Extract to read

————————

Improvements to show, and new show from disc#4911
Conversation
| def evict(self) -> None: | ||
| """Release the loaded CTerm from memory.""" | ||
| self._cterm = None | ||
|
|
There was a problem hiding this comment.
I don't actually see where this is used, how does this work? I assume somehow this gets called whenever we're done printing a given node?
There was a problem hiding this comment.
I intended to use it in pretty_segments, but missed it. I will address.
| def __eq__(self, other: object) -> bool: | ||
| if isinstance(other, LazyNode): | ||
| return self.id == other.id | ||
| # Also compare with real KCFG.Node | ||
| return hasattr(other, 'id') and self.id == other.id |
There was a problem hiding this comment.
Would this be equivalent anyway?

————————

[Records of labeled points]
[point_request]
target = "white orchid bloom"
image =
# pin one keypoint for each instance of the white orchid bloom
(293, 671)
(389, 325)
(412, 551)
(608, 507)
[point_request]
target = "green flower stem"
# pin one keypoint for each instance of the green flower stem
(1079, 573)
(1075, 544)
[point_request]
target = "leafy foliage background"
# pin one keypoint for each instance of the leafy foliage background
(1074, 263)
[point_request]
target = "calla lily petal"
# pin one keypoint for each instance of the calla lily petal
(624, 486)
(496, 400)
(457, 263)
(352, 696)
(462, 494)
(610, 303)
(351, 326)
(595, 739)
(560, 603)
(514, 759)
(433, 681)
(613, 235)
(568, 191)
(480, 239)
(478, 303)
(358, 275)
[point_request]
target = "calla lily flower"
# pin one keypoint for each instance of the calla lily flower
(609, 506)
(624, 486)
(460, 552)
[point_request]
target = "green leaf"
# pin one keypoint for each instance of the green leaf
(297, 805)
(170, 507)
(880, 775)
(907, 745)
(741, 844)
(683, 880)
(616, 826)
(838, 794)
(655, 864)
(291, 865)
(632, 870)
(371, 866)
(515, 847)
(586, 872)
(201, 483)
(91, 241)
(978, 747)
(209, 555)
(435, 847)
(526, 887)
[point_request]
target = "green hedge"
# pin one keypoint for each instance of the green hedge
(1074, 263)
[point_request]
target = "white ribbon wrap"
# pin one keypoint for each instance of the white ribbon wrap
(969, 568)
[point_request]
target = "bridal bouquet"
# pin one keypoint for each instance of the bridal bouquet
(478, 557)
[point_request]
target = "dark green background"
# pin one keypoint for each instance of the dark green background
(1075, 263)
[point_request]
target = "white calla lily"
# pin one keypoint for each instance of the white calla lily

————————

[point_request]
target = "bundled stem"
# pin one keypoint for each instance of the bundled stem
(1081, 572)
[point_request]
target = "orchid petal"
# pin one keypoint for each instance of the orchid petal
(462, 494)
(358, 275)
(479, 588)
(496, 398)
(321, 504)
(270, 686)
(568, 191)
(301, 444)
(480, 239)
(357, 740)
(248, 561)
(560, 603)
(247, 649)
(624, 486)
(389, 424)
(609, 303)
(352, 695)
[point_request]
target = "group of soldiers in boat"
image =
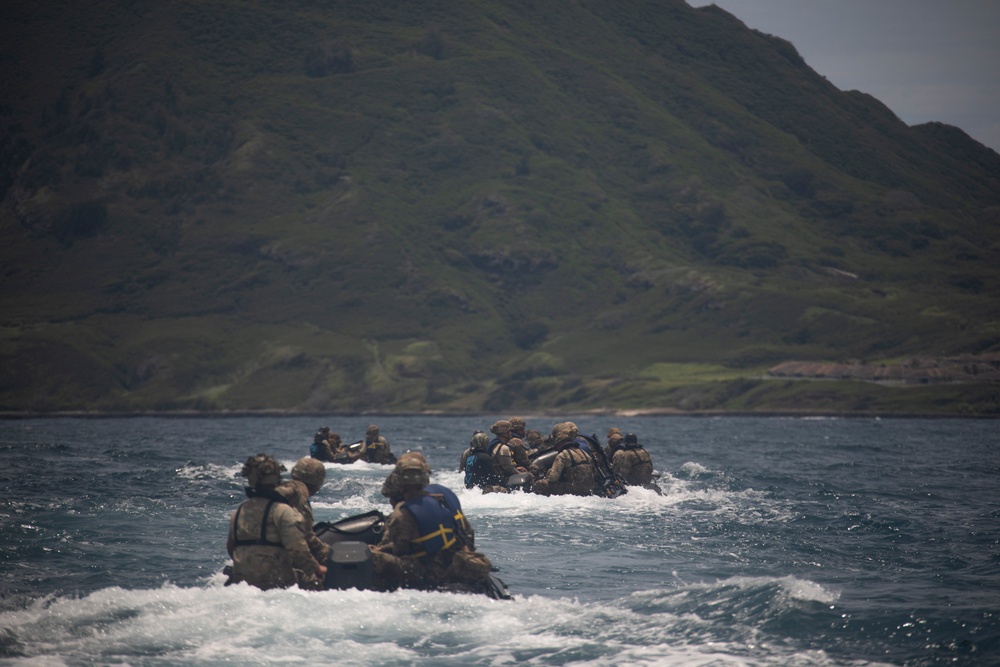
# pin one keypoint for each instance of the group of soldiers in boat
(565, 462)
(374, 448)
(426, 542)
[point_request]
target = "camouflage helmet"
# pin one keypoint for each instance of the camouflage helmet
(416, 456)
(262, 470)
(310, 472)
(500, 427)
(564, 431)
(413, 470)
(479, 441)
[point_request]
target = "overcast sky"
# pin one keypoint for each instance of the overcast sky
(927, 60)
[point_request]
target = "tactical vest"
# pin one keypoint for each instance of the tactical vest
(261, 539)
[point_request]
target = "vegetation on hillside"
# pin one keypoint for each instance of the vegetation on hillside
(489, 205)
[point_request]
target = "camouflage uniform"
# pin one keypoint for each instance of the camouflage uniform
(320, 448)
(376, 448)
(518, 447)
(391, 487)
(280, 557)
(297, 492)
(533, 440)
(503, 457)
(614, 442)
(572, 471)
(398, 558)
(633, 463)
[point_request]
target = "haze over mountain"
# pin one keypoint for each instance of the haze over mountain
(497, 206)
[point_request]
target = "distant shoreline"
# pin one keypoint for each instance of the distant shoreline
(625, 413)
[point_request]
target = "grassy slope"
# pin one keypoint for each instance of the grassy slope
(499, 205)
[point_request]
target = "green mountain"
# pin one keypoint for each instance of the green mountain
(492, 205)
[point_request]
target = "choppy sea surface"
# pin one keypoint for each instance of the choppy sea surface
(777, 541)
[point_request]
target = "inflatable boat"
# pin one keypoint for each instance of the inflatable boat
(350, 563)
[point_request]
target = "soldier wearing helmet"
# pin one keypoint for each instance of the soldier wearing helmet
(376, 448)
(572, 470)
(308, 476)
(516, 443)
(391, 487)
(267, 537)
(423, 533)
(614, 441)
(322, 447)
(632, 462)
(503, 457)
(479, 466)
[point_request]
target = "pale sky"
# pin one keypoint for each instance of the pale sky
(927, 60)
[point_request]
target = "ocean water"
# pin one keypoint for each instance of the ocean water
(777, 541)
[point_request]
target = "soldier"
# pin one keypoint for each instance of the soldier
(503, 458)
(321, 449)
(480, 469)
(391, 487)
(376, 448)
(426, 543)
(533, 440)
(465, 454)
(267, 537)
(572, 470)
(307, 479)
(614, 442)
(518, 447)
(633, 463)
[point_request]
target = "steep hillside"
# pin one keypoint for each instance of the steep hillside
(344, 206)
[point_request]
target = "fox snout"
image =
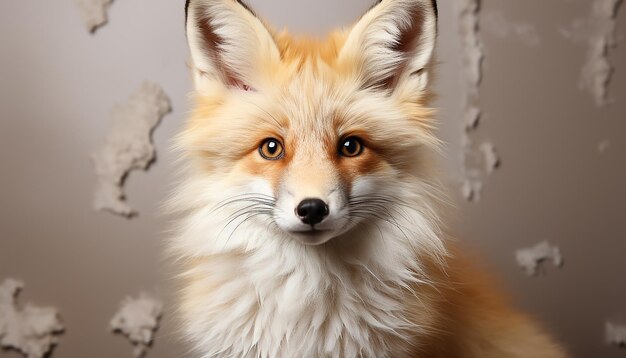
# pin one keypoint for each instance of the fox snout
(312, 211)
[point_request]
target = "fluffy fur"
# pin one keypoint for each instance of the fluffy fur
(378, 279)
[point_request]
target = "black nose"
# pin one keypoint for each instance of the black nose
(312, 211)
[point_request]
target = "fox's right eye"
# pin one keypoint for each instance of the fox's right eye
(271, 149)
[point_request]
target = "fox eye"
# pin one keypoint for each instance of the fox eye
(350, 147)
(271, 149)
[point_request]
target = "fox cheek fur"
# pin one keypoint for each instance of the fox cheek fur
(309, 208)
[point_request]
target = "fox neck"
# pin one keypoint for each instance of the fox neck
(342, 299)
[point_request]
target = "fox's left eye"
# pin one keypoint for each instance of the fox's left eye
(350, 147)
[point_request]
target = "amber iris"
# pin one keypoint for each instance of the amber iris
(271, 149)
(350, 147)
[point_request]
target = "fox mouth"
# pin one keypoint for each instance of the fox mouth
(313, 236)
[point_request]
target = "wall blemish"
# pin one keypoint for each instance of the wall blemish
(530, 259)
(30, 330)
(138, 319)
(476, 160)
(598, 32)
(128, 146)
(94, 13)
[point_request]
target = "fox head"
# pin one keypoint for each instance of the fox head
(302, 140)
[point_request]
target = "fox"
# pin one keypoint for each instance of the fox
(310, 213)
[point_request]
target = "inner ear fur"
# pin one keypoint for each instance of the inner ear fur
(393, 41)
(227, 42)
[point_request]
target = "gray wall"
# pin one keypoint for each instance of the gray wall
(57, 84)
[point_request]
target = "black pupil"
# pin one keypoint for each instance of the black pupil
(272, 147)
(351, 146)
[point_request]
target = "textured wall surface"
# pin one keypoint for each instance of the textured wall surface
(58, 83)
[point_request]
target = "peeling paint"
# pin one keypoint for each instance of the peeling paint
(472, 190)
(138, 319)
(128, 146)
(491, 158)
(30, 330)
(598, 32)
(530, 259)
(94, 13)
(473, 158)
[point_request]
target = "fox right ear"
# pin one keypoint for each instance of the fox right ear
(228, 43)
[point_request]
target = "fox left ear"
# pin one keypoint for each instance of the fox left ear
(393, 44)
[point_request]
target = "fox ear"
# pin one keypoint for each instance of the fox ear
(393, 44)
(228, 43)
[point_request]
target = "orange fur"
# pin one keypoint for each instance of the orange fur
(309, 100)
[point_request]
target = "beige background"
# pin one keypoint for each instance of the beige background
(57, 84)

————————

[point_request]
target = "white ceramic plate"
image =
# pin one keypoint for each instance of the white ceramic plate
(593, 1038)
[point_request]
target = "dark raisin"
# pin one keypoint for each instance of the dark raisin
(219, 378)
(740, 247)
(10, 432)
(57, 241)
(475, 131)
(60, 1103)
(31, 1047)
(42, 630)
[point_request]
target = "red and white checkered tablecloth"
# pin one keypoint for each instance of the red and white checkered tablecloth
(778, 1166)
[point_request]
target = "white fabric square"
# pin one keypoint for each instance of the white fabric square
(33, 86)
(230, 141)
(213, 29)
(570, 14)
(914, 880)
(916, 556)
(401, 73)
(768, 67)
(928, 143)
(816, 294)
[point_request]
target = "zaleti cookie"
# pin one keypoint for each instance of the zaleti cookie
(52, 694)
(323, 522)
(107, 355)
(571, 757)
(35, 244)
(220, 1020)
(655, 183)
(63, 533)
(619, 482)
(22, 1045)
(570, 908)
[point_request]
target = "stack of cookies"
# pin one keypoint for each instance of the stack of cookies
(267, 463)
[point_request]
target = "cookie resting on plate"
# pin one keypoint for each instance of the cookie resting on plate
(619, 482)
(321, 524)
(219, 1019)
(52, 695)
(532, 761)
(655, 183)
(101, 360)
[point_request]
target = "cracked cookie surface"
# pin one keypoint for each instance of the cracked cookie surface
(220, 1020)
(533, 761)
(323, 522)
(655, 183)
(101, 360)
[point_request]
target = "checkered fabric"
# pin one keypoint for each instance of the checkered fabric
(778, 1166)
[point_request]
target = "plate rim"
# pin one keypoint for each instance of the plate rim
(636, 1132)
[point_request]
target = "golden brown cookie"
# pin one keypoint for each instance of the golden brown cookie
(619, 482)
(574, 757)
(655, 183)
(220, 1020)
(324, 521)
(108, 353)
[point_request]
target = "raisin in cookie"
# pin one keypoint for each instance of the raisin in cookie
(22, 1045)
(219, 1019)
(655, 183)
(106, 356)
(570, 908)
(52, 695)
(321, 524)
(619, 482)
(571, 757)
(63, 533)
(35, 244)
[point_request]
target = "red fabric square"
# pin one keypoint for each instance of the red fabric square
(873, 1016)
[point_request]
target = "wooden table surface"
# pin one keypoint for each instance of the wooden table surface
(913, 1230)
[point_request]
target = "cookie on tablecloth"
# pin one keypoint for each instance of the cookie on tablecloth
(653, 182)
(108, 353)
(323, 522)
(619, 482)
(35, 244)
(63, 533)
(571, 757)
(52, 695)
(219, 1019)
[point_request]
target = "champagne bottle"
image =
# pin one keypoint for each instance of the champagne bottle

————————

Objective
Transcribe the part of the code review thread above that opens with the words containing "Improvements to show, and" and closes with "I will address.".

The answer
Improvements to show, and new show from disc#4911
Conversation
| def evict(self) -> None: | ||
| """Release the loaded CTerm from memory.""" | ||
| self._cterm = None | ||
|
|
There was a problem hiding this comment.
I don't actually see where this is used, how does this work? I assume somehow this gets called whenever we're done printing a given node?
There was a problem hiding this comment.
I intended to use it in pretty_segments, but missed it. I will address.